- [Exercise requirements]
a) In the article on middle ear fluid, write out the passage from "The AAP estimates" up to and including "or language and speech development.".
b) Answer these questions from the article on middle ear fluid:
(i) How many American children experience fluid in the middle ear each year?
(ii) How much does the AAP estimate is spent in the U.S. each year on diagnosing and treating fluid in the ear?
(iii) Within what time frame will the pediatrician want to reexamine a child diagnosed with this condition?

- [Selected excerpt]
If your child is rubbing his ear, should you run to the doctor's office to demand antibiotics? Probably not. Your child may simply have fluid in the ear and not the classic ear infection that parents and children dread. The American Academy of Pediatrics (AAP) recently came out with new guidelines for dealing with both conditions, and antibiotics are not the mainstay of treatment in either case.
Middle Ear Fluid (Otitis Media with Effusion)
Over 2 million American children experience fluid in the middle ear each year, often following a cold or an acute ear infection. The condition is also called a silent ear infection because many children have no symptoms. Some children, though, may rub their ear or experience mild pain, sleep disturbances, unexplained clumsiness, muffled hearing, or delays in language and speech development. The condition may be diagnosed during a routine well-child visit with the use of a pneumatic otoscope, which allows the doctor to see how easily the eardrum moves.
The AAP estimates $4 billion are spent in the U.S. for diagnosing and treating fluid in the ear each year. However, the fluid most often disappears of its own accord and does not lead to acute ear infections. Also, antihistamines and antibiotics have little effect on the condition and do not help prevent delays in learning or language and speech development.
According to the recommendations made by the AAP, the only treatment middle ear fluid warrants is watchful waiting. If your child is diagnosed with this condition, the pediatrician will want to reexamine your child in three to six months to be sure the fluid has disappeared. If the fluid persists longer than three months, the physician will recommend your child be tested for hearing and speech development. If the fluid lasts for more than four months and signs of persistent hearing loss are evident, the physician may recommend your child have tubes implanted into the ear to promote drainage.
The AAP indicates that some children may need evaluation of hearing, speech, and language development sooner than others. These include children already at risk for developmental delays or difficulties because of an unrelated condition, such as autism. With these children earlier intervention may be appropriate.

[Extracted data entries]

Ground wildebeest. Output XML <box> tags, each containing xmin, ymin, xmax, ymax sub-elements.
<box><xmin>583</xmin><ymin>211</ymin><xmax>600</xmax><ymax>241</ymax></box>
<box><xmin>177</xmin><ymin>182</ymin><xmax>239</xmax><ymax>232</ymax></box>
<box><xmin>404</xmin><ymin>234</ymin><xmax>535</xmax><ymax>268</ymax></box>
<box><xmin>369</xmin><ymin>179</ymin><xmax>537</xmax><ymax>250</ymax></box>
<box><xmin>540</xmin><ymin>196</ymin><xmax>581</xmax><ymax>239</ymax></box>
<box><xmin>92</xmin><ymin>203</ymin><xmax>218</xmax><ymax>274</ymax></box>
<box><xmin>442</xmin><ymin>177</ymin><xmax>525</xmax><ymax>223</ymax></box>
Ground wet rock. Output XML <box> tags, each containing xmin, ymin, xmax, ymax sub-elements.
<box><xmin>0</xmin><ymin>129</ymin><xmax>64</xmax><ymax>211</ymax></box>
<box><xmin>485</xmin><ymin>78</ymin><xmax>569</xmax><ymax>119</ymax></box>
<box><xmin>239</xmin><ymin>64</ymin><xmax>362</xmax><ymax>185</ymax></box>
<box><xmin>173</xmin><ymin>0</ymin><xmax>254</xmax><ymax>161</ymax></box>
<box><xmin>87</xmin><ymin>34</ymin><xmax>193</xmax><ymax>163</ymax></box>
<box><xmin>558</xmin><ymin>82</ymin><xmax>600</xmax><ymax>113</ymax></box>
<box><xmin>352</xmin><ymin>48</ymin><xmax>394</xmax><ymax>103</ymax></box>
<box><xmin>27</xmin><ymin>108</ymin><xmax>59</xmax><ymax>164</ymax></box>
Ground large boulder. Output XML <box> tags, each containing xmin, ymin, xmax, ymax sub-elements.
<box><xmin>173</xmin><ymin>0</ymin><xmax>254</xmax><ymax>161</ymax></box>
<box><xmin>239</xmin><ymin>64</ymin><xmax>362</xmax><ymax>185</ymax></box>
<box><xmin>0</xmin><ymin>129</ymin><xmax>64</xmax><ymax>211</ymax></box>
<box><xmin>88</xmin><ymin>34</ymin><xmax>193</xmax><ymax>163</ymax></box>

- [Outputs by task]
a)
The AAP estimates $4 billion are spent in the U.S. for diagnosing and treating fluid in the ear each year. However, the fluid most often disappears of its own accord and does not lead to acute ear infections. Also, antihistamines and antibiotics have little effect on the condition and do not help prevent delays in learning or language and speech development.

b)
(i) Over 2 million
(ii) $4 billion
(iii) In three to six months